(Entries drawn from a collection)
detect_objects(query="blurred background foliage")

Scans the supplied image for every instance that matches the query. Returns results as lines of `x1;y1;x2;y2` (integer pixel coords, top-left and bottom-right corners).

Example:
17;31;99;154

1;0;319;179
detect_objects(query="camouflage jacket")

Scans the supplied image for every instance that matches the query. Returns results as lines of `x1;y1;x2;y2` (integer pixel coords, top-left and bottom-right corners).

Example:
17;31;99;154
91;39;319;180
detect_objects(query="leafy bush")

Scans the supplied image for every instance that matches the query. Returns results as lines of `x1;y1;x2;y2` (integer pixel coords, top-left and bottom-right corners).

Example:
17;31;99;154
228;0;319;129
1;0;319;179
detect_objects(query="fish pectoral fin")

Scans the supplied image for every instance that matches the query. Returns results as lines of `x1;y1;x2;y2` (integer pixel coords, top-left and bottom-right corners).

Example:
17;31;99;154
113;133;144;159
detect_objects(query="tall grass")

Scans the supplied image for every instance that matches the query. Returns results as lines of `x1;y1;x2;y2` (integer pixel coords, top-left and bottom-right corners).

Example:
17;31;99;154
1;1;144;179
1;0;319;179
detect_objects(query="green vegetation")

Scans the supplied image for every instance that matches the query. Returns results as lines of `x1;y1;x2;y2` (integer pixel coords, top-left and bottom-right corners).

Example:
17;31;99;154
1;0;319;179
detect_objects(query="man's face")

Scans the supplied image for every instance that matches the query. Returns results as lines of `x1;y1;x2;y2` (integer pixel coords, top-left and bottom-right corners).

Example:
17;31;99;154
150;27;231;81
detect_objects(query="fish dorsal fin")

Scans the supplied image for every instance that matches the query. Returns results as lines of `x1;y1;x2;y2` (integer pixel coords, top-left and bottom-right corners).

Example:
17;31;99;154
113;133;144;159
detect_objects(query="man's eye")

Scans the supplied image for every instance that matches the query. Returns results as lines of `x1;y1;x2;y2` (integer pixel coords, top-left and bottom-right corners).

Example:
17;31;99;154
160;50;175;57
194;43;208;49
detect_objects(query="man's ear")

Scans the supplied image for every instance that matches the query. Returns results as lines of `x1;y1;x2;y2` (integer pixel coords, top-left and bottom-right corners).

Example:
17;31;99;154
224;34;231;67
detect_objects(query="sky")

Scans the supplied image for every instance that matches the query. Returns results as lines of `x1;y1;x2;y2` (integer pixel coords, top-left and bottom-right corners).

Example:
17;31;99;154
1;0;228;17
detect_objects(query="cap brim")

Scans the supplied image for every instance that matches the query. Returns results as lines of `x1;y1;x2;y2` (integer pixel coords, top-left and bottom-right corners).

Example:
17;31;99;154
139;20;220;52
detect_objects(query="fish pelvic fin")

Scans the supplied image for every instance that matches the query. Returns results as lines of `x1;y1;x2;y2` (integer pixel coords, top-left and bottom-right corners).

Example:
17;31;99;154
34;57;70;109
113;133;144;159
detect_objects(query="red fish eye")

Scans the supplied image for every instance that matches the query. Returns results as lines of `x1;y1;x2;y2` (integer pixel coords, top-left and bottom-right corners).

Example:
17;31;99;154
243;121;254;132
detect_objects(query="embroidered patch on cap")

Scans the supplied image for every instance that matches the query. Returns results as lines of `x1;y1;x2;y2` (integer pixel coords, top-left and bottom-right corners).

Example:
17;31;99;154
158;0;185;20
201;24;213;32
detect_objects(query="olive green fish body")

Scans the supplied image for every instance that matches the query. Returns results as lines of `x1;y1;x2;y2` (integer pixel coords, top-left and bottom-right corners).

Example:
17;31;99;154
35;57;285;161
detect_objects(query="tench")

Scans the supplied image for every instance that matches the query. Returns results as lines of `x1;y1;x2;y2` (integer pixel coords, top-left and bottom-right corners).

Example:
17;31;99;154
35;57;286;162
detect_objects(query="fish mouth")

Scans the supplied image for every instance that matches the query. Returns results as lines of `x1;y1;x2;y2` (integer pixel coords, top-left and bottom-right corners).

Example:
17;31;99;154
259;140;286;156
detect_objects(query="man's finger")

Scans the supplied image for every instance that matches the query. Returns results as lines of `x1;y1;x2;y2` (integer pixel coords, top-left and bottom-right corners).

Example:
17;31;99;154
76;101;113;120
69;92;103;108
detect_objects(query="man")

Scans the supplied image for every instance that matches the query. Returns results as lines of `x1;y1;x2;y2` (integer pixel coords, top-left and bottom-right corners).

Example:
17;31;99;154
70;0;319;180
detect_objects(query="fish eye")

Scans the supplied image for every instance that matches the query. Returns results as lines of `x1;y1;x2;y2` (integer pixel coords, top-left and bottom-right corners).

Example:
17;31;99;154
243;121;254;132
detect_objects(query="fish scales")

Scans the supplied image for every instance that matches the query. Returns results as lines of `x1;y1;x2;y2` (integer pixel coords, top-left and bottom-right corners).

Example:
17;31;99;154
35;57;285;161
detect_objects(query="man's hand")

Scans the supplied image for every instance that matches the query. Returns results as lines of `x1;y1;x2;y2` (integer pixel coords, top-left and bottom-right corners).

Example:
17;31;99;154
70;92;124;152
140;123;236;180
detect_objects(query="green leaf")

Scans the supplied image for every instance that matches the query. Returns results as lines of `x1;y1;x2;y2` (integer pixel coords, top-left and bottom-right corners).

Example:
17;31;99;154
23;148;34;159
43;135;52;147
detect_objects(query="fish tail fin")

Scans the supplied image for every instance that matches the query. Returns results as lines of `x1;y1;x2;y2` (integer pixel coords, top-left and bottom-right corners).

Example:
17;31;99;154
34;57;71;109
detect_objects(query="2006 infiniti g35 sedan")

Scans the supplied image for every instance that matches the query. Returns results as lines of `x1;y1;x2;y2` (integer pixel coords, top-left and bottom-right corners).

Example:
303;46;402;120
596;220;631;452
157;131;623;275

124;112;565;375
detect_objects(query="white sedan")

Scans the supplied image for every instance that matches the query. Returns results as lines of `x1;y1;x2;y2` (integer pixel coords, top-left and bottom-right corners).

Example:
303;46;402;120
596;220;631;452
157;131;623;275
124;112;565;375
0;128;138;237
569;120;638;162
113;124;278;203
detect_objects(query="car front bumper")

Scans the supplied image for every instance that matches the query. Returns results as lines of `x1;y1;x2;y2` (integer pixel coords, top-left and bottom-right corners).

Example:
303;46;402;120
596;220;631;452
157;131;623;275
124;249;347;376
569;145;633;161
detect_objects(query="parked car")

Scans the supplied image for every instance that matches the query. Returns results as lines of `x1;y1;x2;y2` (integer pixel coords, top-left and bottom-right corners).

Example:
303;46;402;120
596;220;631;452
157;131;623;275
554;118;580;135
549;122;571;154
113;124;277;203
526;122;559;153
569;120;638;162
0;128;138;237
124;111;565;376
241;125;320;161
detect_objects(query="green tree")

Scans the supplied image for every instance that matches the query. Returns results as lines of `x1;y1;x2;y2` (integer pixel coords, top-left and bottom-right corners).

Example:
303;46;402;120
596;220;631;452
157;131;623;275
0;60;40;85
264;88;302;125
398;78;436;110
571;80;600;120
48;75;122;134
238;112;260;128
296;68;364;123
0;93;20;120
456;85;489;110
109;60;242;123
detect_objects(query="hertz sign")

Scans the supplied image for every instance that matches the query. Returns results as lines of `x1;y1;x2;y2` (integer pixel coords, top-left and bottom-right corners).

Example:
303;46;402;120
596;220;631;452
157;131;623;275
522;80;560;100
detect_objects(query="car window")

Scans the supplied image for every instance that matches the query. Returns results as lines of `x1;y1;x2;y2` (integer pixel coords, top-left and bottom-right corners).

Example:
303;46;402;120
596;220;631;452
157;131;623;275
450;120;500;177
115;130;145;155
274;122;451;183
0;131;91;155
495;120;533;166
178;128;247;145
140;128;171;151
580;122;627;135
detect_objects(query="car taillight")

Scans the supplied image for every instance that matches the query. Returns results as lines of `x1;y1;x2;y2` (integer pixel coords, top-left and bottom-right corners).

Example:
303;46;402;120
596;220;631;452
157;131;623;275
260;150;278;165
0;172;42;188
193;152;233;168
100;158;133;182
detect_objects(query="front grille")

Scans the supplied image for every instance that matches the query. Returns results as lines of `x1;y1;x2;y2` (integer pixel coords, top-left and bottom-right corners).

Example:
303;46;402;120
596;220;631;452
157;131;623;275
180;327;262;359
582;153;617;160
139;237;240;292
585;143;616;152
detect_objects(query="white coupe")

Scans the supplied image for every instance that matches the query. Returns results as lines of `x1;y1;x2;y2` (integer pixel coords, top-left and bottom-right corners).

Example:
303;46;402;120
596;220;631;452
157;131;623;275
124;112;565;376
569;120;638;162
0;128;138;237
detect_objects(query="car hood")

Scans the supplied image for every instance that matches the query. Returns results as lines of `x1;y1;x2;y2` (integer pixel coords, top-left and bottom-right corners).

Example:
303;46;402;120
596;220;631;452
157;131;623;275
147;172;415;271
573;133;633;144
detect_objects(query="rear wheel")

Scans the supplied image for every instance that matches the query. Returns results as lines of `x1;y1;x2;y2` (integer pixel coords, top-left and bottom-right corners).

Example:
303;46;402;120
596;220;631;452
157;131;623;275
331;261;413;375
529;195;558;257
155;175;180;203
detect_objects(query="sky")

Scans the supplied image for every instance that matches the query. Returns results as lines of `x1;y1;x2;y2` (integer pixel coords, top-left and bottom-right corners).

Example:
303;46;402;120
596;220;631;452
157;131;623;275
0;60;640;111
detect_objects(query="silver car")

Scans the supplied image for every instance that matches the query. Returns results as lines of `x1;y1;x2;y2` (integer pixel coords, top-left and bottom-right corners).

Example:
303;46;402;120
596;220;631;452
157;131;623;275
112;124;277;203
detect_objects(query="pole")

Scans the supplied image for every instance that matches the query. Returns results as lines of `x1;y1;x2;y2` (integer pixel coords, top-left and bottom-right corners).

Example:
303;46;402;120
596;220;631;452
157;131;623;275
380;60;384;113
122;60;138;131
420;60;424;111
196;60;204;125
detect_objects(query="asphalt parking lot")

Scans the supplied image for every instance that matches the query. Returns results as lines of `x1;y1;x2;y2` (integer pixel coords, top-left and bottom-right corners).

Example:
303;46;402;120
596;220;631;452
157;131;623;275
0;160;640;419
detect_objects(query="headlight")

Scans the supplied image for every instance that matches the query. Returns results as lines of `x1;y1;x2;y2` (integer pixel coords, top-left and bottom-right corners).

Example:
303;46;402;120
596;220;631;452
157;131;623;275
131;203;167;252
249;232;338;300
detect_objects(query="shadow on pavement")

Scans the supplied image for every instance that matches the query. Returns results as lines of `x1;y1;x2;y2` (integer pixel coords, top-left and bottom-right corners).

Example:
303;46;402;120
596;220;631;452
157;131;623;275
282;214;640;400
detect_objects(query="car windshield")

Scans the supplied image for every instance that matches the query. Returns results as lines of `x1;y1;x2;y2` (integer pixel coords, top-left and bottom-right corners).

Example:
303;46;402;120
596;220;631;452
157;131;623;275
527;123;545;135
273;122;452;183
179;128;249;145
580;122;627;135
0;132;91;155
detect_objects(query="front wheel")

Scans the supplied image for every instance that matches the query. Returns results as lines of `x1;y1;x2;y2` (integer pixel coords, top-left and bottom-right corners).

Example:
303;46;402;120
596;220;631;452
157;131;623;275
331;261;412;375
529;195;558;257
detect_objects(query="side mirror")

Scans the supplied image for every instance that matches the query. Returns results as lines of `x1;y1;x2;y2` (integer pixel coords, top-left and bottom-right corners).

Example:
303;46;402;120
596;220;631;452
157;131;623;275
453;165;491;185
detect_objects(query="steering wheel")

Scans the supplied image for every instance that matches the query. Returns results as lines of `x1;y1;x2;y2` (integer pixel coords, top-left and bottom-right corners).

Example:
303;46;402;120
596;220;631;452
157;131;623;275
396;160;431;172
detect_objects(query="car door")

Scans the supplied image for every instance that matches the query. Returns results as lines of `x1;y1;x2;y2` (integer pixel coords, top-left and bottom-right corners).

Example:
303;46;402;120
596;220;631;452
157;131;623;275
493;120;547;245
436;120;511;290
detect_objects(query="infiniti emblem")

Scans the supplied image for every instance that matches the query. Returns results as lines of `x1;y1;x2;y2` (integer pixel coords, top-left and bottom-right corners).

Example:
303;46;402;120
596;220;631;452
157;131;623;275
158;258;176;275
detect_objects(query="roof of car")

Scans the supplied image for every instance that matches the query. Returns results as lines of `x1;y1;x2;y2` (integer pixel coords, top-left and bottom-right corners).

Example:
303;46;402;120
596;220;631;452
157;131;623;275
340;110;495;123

Problem to work on — Write out the items above, word for word, from the very first line through the line with "91;39;319;180", including that line.

Response to this exercise —
detect_objects(query="blurred background foliage")

Scans the supplied image for every instance that matches the query. Returns results as lines of `x1;y1;x2;y2` (integer pixel coords, top-left and bottom-right corners).

Example:
17;31;99;154

1;0;319;179
detect_objects(query="camouflage jacket")

Scans the supplied image for every instance that matches the query. Returns results as lines of `x1;y1;x2;y2` (integer pixel coords, top-left and bottom-right corners).

Example:
17;31;99;154
91;39;319;180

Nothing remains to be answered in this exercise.